--- Aufgabe 1 ---
Zähle die Zeilen der Einträge, in denen das Wort "background" vorkommt, und nenne nur die Zahl.

Selektive Dekolonialisierung

Ohne Ansehen der Person sollten Wissenschaftlerinnen und Wissenschaftler die Forschungarbeiten ihrer Kollegen berücksichtigen, sofern sie für die eigene Forschung relevant und zugänglich sind. Das ist das wissenschaftliche Ethos, also das Selbstverständnis all derer, die in der Wissenschaft tätig sind, in einen Satz gefasst. Doch im Zeitalter der Dekolonisierung sieht die Wirklichkeit anders aus – mit Konsequenzen für die Politik.

Portal der Universität Neapel (Foto: Michael Kreutz)

Was also ist das wissenschaftliche Ethos? Da jede Forschungsarbeit das Ziel hat, den vorhandenen Wissensschatz der Menschheit zu vergrössern, muss erst einmal der Forschungsstand zu demjenigen Gegenstand ermittelt werden, zu dem geforscht werden soll. Daraus ergibt sich, dass das wissenschaftliche Publikationen allein auf Grundlage ihrer Relevanz und Zugänglichkeit für die eigene Forschung zu berücksichtigen sind.

Zugänglichkeit bedeutet: Ein Artikel oder eine Quelle kann schwer zu beschaffen sein oder in einer Sprache verfasst, die ich nicht beherrsche. Das ist im wesentlichen ein Problem in den Geistes-, nicht in den Naturwissenschaften oder in der Medizin. Auch kann es sein, dass ich bei meiner Recherche relevante wissenschaftliche Publikationen schlicht übersehe, was sehr leicht geschehen kann, bedenkt man, dass selbst die Teilgebiete von Teilgebieten einzelner Wissenschaftszweige häufig eine schier unüberschaubare Zahl von Publikationen hervorgebracht haben.

Selbst Verschlagwortung und Volltextsuche, Rezensionen, Kataloge, Peer Reviewing, Evaluationen, Wissenschaftspreise, Tagungen usw., die allesamt geschaffen wurden, um Orientierung im Dschungel wissenschaftlicher Erkenntnis zu bieten, sind keine Garantie dafür, dass für den jeweiligen Forschungsgegenstand relevante Publikationen Berücksichtigung finden. Auch die Theoriebildung, die die Relevanz einer stetig sich ausdehnenden Grundlagenforschung auf plausible Erklärungsansätze spezifischer Problemstellungen zu reduzieren sucht, ist selber nicht vor blinden Flecken in der Wahrnehmung relevanten Wissens gefeit.

--- Aufgabe 2 ---
Fasse den Absatz im Textauszug, der mit "Zugänglichkeit bedeutet" beginnt, als kurze Liste zusammen und behalte dabei die wichtigsten Fakten.

Einträge zur Markierung von Objektpositionen:
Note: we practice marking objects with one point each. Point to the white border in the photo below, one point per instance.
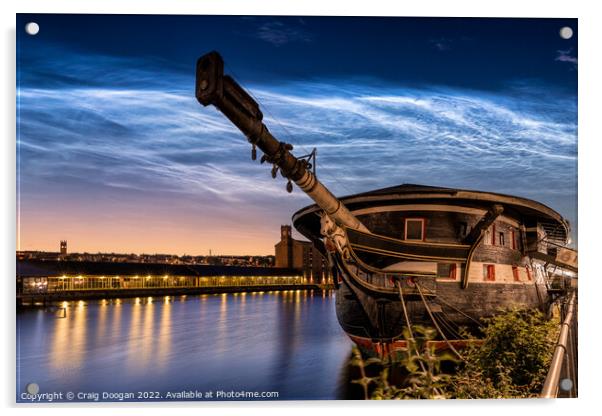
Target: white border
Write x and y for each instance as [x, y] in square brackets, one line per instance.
[590, 33]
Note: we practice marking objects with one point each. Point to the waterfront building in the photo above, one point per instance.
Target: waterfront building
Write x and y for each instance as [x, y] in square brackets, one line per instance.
[301, 255]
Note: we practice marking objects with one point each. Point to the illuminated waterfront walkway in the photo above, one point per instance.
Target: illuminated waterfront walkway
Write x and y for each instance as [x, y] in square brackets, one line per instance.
[53, 281]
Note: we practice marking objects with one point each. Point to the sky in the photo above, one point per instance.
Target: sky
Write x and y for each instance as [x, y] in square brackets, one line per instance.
[114, 153]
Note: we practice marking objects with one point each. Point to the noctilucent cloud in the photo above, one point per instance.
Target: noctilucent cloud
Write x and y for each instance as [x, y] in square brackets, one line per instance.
[115, 154]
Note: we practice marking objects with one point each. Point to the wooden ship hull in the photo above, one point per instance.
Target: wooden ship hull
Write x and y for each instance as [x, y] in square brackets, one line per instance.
[410, 254]
[455, 256]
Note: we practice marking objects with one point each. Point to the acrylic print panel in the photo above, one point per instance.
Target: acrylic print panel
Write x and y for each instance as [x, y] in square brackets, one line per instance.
[157, 260]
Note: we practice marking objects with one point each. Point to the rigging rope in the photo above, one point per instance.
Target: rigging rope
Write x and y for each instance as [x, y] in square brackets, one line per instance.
[449, 344]
[287, 133]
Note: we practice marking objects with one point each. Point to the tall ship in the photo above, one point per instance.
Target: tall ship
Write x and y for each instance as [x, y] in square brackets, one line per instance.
[410, 254]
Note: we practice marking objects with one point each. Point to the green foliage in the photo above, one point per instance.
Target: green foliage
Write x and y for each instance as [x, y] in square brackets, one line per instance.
[423, 367]
[511, 361]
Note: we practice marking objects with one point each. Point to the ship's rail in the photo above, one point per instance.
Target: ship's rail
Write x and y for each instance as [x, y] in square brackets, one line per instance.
[564, 356]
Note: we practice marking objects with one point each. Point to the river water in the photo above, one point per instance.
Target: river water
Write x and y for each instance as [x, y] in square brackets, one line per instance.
[170, 347]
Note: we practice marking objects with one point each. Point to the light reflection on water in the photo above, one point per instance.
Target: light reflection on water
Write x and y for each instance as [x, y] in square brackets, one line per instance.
[287, 342]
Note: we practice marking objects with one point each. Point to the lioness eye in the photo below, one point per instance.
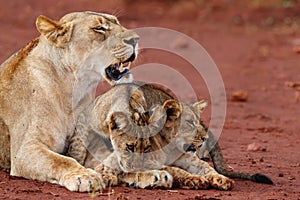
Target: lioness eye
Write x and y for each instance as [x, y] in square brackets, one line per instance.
[100, 29]
[191, 122]
[130, 147]
[147, 148]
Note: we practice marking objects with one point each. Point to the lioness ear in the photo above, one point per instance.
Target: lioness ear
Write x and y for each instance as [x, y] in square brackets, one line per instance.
[173, 109]
[119, 121]
[57, 33]
[199, 106]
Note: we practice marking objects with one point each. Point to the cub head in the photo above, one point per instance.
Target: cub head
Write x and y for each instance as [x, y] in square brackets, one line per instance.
[184, 127]
[131, 142]
[89, 42]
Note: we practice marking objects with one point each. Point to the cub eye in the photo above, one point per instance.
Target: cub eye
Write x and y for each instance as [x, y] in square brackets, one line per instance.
[130, 147]
[147, 149]
[203, 138]
[191, 123]
[100, 29]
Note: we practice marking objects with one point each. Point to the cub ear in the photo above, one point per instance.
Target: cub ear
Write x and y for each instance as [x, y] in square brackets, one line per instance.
[57, 33]
[119, 121]
[199, 106]
[173, 109]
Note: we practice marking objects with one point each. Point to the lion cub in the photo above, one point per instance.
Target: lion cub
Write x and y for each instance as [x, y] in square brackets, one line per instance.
[155, 147]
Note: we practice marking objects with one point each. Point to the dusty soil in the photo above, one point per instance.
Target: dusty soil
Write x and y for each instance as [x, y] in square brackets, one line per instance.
[255, 45]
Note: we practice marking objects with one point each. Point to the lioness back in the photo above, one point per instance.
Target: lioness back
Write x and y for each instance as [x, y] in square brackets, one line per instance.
[46, 85]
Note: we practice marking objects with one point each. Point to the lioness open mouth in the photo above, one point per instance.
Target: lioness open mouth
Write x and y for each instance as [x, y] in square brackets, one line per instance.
[117, 70]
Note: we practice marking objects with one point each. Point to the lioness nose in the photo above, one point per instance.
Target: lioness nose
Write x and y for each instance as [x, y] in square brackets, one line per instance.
[132, 41]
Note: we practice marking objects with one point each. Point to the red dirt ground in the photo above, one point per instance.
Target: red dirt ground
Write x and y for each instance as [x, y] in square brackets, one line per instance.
[254, 44]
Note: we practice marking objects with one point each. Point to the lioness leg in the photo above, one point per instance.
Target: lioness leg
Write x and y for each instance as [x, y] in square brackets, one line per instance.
[53, 167]
[4, 146]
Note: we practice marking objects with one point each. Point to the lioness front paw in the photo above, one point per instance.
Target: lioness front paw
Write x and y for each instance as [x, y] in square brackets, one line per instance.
[84, 180]
[221, 182]
[194, 182]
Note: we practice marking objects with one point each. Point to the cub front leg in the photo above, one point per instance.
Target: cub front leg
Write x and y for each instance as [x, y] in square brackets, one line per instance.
[194, 165]
[186, 180]
[109, 175]
[147, 179]
[39, 163]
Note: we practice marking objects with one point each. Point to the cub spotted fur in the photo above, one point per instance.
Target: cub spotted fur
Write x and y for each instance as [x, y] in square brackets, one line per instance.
[45, 87]
[149, 146]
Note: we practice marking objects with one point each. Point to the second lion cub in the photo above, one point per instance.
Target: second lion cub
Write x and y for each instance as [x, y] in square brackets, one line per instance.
[156, 145]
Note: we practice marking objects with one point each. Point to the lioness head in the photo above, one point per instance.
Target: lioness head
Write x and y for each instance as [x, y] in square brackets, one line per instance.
[138, 148]
[89, 42]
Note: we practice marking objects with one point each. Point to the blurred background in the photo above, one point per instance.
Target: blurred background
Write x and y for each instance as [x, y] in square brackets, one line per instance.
[254, 43]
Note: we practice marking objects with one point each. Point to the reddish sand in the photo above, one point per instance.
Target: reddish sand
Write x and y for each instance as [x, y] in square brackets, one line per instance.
[256, 48]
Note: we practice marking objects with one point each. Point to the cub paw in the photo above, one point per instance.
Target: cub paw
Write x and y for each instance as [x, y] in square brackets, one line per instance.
[194, 182]
[160, 179]
[149, 179]
[221, 182]
[109, 176]
[84, 180]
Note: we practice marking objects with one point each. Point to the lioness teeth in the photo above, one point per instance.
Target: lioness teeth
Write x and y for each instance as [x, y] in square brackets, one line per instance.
[128, 66]
[121, 67]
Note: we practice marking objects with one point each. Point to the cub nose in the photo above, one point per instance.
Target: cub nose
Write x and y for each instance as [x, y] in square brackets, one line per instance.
[131, 41]
[188, 147]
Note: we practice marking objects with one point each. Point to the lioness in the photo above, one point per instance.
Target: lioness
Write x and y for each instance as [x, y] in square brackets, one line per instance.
[45, 86]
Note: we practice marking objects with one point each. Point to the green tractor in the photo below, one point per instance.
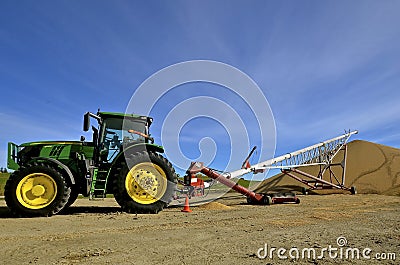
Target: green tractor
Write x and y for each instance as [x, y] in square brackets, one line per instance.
[121, 159]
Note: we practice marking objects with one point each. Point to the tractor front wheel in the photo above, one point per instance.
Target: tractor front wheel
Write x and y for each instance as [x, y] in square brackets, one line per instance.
[36, 189]
[145, 183]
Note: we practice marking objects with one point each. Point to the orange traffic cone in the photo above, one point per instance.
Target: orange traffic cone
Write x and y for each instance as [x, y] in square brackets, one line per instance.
[186, 208]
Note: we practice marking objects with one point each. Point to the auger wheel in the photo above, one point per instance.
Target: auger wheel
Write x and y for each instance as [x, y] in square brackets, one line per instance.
[145, 183]
[36, 189]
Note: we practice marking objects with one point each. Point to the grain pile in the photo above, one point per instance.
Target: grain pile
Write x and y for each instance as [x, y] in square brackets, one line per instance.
[371, 168]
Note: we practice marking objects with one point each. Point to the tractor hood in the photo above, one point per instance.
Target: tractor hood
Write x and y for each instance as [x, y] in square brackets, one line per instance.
[51, 143]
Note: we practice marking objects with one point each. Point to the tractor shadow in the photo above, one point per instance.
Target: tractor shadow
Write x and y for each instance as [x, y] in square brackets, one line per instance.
[73, 210]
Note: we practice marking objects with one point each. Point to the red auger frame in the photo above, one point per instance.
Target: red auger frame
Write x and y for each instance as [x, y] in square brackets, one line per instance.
[252, 197]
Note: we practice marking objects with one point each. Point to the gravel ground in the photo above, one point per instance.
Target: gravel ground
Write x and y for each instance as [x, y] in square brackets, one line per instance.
[97, 232]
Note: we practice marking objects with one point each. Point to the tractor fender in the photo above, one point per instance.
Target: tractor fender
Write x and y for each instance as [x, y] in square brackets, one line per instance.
[137, 148]
[58, 163]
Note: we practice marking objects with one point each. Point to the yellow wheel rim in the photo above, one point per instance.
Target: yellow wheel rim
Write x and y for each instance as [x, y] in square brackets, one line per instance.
[36, 190]
[146, 183]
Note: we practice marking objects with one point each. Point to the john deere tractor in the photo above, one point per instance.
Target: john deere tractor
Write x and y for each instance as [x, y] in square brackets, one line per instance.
[121, 159]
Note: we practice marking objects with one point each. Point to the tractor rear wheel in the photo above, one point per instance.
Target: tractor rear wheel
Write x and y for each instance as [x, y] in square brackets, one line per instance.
[145, 183]
[36, 189]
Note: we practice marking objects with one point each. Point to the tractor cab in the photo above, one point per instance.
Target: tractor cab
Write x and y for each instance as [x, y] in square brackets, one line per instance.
[117, 132]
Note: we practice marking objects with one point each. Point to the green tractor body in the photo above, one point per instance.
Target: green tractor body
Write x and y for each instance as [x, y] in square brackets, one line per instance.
[121, 160]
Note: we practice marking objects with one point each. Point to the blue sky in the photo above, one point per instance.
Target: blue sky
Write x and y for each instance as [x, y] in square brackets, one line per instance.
[324, 66]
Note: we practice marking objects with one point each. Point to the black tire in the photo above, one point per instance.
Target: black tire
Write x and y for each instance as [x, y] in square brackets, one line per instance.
[128, 200]
[267, 200]
[72, 198]
[46, 181]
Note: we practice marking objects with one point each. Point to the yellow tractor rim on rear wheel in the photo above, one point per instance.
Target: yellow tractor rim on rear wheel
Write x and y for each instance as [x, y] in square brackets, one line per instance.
[146, 183]
[36, 191]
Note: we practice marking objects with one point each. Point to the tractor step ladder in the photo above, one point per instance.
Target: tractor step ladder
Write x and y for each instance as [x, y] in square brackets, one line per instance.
[320, 154]
[98, 185]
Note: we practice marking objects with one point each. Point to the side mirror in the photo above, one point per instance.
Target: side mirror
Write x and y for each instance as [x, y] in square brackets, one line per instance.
[86, 122]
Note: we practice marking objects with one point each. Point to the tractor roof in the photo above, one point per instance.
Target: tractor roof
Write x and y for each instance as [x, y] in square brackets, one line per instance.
[118, 115]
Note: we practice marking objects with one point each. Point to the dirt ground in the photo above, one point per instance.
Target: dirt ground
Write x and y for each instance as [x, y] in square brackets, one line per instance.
[224, 232]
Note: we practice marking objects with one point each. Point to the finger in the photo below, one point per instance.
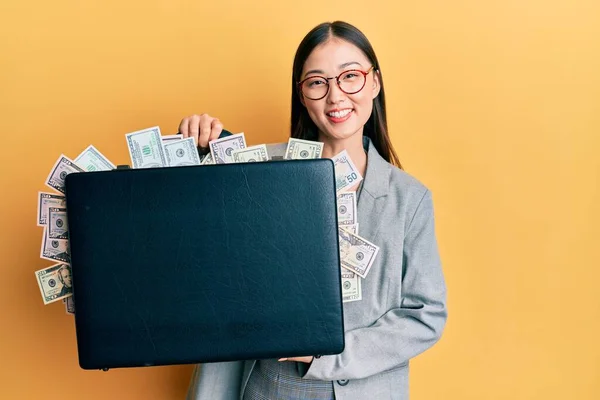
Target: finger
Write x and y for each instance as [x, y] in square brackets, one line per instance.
[205, 128]
[183, 127]
[194, 127]
[216, 129]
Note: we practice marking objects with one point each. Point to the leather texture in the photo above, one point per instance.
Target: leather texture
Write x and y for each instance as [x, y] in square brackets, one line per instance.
[206, 263]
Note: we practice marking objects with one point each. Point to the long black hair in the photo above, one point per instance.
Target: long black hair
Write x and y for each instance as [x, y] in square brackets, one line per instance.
[302, 126]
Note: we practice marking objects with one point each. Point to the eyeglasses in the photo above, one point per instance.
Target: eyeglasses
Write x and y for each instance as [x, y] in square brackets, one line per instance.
[350, 82]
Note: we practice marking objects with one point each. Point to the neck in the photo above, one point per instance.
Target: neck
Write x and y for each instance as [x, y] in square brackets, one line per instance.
[353, 145]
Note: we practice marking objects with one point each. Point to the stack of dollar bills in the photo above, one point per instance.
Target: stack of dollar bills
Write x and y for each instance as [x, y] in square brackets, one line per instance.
[149, 149]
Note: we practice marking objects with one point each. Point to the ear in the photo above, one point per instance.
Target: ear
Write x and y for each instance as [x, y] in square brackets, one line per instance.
[376, 83]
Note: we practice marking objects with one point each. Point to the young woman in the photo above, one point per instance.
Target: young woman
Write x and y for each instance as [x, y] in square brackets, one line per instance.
[338, 99]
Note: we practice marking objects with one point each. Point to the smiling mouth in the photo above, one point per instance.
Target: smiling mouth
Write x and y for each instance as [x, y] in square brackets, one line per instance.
[339, 114]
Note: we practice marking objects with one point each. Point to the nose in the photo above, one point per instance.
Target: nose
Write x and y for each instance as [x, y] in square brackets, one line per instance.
[335, 94]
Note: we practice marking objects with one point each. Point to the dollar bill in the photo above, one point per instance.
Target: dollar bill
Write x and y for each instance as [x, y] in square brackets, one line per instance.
[207, 160]
[146, 149]
[55, 249]
[351, 286]
[346, 173]
[351, 228]
[92, 160]
[45, 201]
[182, 152]
[63, 167]
[357, 254]
[299, 149]
[346, 202]
[170, 138]
[69, 305]
[57, 227]
[222, 149]
[251, 154]
[55, 282]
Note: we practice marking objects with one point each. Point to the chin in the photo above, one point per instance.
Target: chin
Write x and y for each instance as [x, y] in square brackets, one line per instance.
[340, 134]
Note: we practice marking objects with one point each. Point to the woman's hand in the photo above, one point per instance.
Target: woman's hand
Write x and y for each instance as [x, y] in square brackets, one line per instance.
[203, 128]
[307, 359]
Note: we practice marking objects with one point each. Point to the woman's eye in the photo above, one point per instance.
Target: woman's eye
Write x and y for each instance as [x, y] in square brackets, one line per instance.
[316, 82]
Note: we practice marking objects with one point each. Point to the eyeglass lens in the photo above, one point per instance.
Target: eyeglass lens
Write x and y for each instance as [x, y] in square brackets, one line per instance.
[316, 87]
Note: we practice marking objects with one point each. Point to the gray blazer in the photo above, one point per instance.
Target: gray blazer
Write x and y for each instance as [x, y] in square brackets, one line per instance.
[403, 310]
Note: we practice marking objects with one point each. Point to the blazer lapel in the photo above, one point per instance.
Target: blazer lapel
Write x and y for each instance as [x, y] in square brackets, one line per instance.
[374, 192]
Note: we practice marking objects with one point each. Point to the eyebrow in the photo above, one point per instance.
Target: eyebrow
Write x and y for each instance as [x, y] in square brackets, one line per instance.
[341, 66]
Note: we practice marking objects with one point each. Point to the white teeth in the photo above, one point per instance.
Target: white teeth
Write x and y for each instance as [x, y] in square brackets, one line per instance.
[339, 114]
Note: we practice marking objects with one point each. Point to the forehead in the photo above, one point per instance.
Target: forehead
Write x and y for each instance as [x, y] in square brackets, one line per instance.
[329, 55]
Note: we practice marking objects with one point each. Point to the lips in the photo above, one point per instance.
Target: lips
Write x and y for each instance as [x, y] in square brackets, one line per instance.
[338, 116]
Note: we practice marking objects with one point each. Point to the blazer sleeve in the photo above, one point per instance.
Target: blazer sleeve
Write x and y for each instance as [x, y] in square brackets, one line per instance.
[405, 331]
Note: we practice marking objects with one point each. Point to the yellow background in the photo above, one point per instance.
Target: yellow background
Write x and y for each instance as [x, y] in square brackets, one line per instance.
[495, 105]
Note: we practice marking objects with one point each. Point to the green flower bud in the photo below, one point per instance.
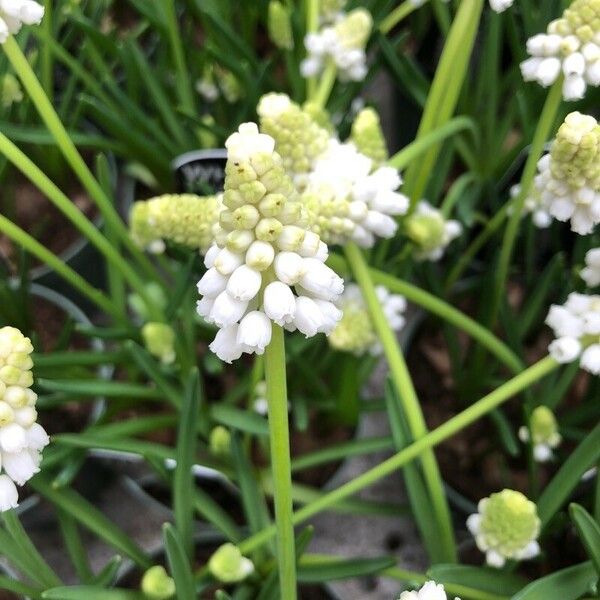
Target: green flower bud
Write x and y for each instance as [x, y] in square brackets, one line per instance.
[368, 136]
[157, 585]
[183, 219]
[506, 527]
[575, 153]
[279, 25]
[298, 138]
[159, 339]
[228, 565]
[425, 230]
[220, 441]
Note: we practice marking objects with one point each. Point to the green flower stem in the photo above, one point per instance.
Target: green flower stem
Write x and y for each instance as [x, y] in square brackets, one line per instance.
[184, 87]
[25, 241]
[450, 428]
[312, 24]
[408, 154]
[443, 310]
[445, 90]
[325, 86]
[56, 196]
[404, 385]
[51, 119]
[275, 376]
[400, 12]
[542, 133]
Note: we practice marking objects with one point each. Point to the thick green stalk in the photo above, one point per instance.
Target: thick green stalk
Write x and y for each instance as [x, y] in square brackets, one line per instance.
[450, 428]
[184, 87]
[445, 90]
[25, 241]
[410, 402]
[542, 133]
[398, 14]
[275, 376]
[56, 196]
[51, 119]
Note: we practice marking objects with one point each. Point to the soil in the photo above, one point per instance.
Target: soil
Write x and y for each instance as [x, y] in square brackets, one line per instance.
[474, 463]
[26, 206]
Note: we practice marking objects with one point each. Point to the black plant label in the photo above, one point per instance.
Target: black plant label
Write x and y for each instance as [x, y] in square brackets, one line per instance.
[200, 172]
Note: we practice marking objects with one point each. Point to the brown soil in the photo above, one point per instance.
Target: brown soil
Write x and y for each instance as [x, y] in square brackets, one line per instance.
[26, 206]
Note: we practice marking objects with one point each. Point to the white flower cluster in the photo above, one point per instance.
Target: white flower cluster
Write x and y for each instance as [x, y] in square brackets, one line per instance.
[342, 42]
[543, 432]
[347, 196]
[16, 13]
[355, 333]
[430, 591]
[576, 325]
[506, 527]
[568, 181]
[21, 437]
[570, 47]
[431, 232]
[591, 272]
[263, 252]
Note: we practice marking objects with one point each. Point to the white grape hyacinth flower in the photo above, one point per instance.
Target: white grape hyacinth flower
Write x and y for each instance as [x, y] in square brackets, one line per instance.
[506, 527]
[348, 200]
[571, 47]
[430, 591]
[16, 13]
[591, 272]
[355, 332]
[430, 231]
[343, 43]
[568, 179]
[576, 325]
[22, 439]
[266, 266]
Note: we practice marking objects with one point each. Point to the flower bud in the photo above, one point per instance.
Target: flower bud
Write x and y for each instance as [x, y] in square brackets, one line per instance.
[228, 565]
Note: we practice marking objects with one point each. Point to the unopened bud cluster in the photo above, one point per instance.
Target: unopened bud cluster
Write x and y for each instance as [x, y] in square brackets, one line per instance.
[343, 43]
[348, 198]
[571, 47]
[591, 272]
[16, 13]
[568, 179]
[543, 433]
[367, 136]
[506, 527]
[184, 219]
[430, 231]
[576, 325]
[265, 266]
[21, 437]
[355, 332]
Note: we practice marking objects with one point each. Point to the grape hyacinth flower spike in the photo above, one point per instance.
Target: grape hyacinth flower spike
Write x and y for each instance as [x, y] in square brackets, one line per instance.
[265, 266]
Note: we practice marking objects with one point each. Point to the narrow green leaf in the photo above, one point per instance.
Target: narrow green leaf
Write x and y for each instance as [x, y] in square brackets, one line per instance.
[479, 578]
[589, 532]
[91, 518]
[321, 569]
[183, 478]
[179, 565]
[567, 584]
[90, 592]
[568, 477]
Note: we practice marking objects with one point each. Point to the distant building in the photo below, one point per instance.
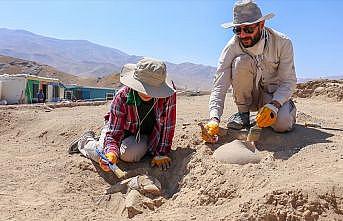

--- Schriftliche Antwort 1 ---
4

--- Schriftliche Antwort 2 ---
- Zugänglichkeit heißt: Ein Artikel oder eine Quelle ist schwer zu beschaffen oder in einer Sprache geschrieben, die man nicht beherrscht.
- Das betrifft vor allem die Geisteswissenschaften, nicht die Naturwissenschaften oder die Medizin.
- Bei der Recherche kann man relevante Publikationen leicht übersehen.
- Denn selbst Teilgebiete von Teilgebieten einzelner Wissenschaftszweige haben oft eine kaum überschaubare Zahl von Publikationen hervorgebracht.